SOURCE RECORDS:
## Begin

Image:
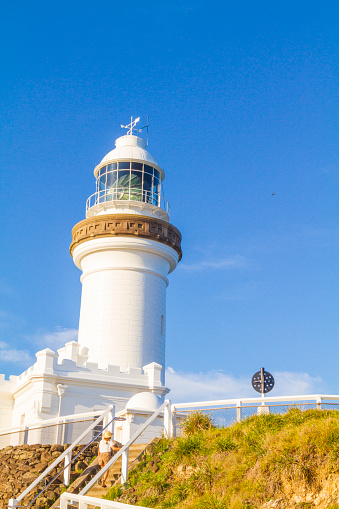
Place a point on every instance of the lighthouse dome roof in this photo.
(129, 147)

## End
## Begin

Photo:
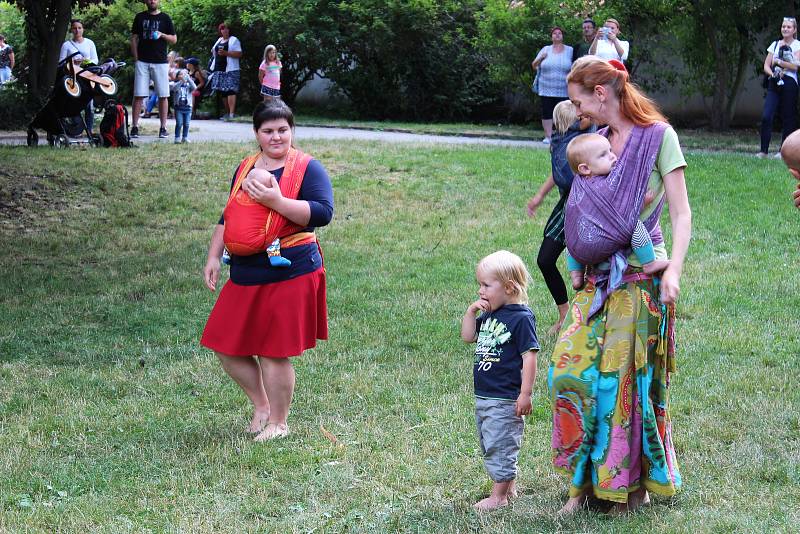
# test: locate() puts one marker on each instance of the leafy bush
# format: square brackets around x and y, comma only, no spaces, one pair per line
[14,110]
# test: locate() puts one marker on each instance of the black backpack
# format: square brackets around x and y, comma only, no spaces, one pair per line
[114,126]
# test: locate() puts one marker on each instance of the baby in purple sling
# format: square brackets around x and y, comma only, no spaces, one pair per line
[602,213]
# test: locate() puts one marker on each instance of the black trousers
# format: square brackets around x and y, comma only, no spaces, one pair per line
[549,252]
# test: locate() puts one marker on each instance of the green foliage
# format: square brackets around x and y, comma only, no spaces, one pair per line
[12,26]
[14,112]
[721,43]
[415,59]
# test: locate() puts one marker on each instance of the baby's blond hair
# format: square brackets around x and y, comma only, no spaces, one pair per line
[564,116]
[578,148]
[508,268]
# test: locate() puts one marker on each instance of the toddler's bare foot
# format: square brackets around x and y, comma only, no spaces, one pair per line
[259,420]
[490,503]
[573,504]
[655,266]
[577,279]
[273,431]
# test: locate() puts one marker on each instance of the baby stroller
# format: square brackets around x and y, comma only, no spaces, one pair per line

## End
## Begin

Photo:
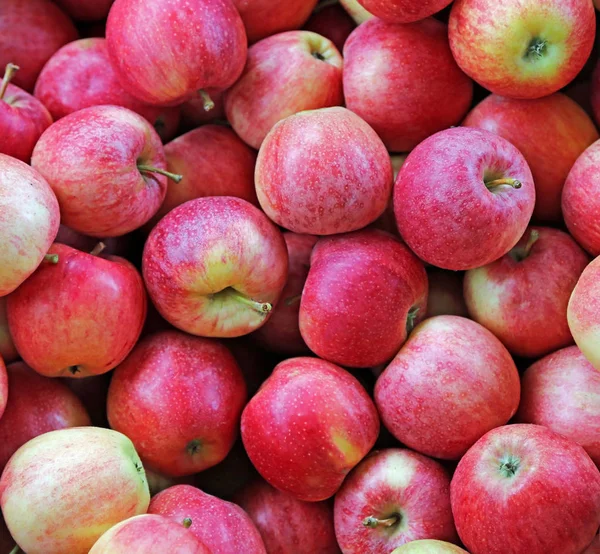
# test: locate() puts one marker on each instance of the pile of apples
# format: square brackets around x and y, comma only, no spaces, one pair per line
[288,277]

## End

YOUR GOAL: List every line in the records that contains the word "black".

SOLUTION TO THE EXERCISE:
# test: locate() puts one marker on each instance of the black backpack
# test: locate() puts one marker on each instance of the black trousers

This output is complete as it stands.